WHAT IS ASKED
Repeat the listing below word for word, leaving out the pictures.

start

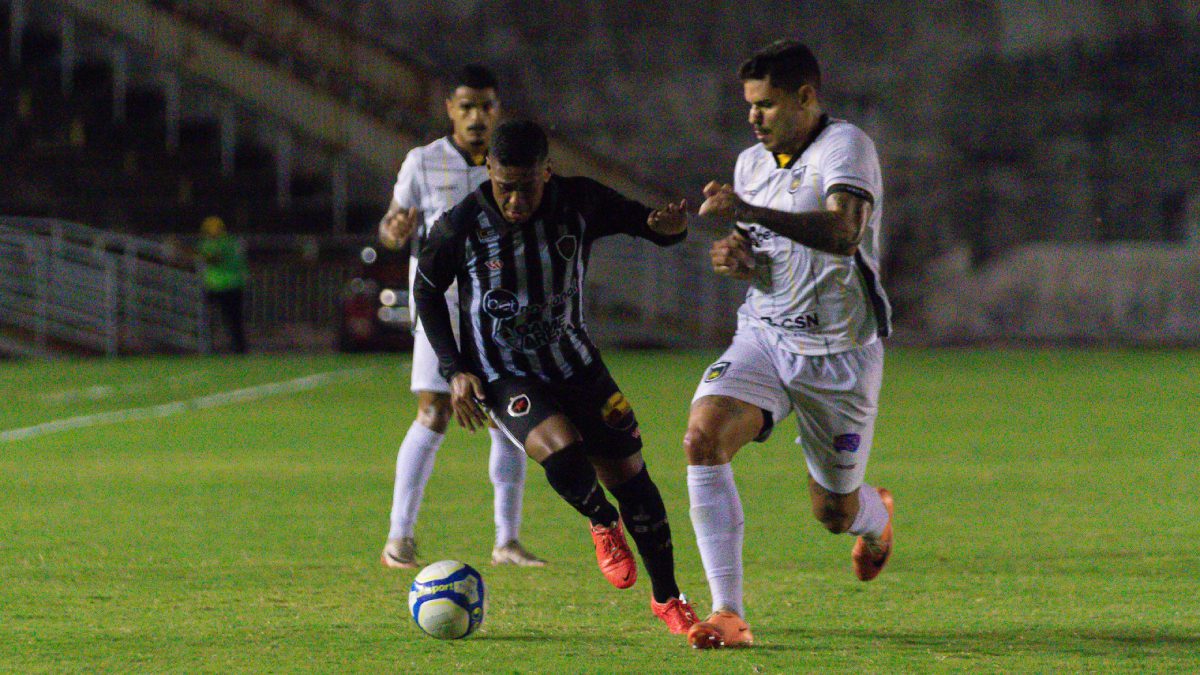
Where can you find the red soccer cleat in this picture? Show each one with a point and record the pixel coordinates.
(676, 613)
(723, 628)
(613, 555)
(870, 557)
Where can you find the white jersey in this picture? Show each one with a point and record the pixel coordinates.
(815, 303)
(435, 178)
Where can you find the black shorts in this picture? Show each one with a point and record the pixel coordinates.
(591, 400)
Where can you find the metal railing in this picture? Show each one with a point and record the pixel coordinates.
(73, 285)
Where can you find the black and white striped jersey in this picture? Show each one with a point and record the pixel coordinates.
(521, 286)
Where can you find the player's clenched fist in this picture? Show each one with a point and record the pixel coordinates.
(732, 256)
(720, 201)
(670, 220)
(397, 226)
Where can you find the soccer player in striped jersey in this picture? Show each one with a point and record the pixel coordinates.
(519, 250)
(807, 199)
(432, 179)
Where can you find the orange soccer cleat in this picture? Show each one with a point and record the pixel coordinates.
(723, 628)
(613, 555)
(400, 554)
(870, 557)
(676, 613)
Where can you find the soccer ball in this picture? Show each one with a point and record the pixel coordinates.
(447, 599)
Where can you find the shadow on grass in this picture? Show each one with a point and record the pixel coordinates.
(999, 643)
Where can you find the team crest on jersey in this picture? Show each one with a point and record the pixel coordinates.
(715, 371)
(617, 413)
(797, 180)
(567, 246)
(520, 406)
(501, 304)
(486, 233)
(846, 442)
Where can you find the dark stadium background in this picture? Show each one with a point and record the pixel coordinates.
(1041, 160)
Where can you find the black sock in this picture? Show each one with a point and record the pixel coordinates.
(646, 520)
(574, 478)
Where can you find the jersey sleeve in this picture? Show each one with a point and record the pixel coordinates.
(852, 166)
(442, 257)
(407, 191)
(611, 213)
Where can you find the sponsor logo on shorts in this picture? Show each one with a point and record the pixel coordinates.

end

EXERCISE OUTPUT
Where can you find the red soccer cleat in this picture? Show each one with a point and record the pixel coordinates.
(676, 613)
(723, 628)
(613, 555)
(870, 557)
Where can you find the white jersey in this picture? Show each one with a point and record the pixel coordinates.
(815, 303)
(435, 178)
Where can you find the black shorts in this picture? Show each one with a point and record the pixel coordinates.
(591, 400)
Where can you find the metal railing in this picture? Show each one with a point and record the pixel coordinates.
(73, 285)
Where can you find the black and white striped jersey in this picture? Show each one with a point and record the pixel coordinates.
(521, 286)
Where can you find the player's clenched fist in this picture? Show each one with a point and record the pixel coordinates.
(732, 256)
(720, 201)
(670, 220)
(397, 226)
Where can you find the soccer player in striped jersey in this picture? Show each one with a point and record the pixel coordinates.
(519, 250)
(807, 199)
(432, 179)
Where can you find the orange soccer cleat in this picture? Show each one with a point and record the pixel coordinates.
(723, 628)
(613, 555)
(400, 554)
(870, 557)
(676, 613)
Where can you find the soccer ball in this picture? Show each one with a point and record the pixel coordinates.
(447, 599)
Where can you find the shadow on grass in this picture? Show each one with a point and record the pixel coordinates.
(999, 643)
Where can you find the team crest on jersey in this picture? Show each one with a point and record the pixel coordinates.
(715, 371)
(617, 413)
(797, 180)
(567, 246)
(520, 406)
(501, 304)
(486, 233)
(846, 442)
Where can you find the dark stadium background in this picture? Show each one with a point and record the pixel coordinates.
(1041, 160)
Where can you find the black sock in this picture? Show each one with a point and record the pixel coordinates.
(646, 520)
(574, 478)
Where can you find the jersey sleeve in this picture? Show each one with a point and record the pixel coordinates.
(852, 166)
(442, 257)
(407, 191)
(611, 213)
Where can you find the sponsor logo on shorts in this picture? Show each one with a point and record the pixel coordinates.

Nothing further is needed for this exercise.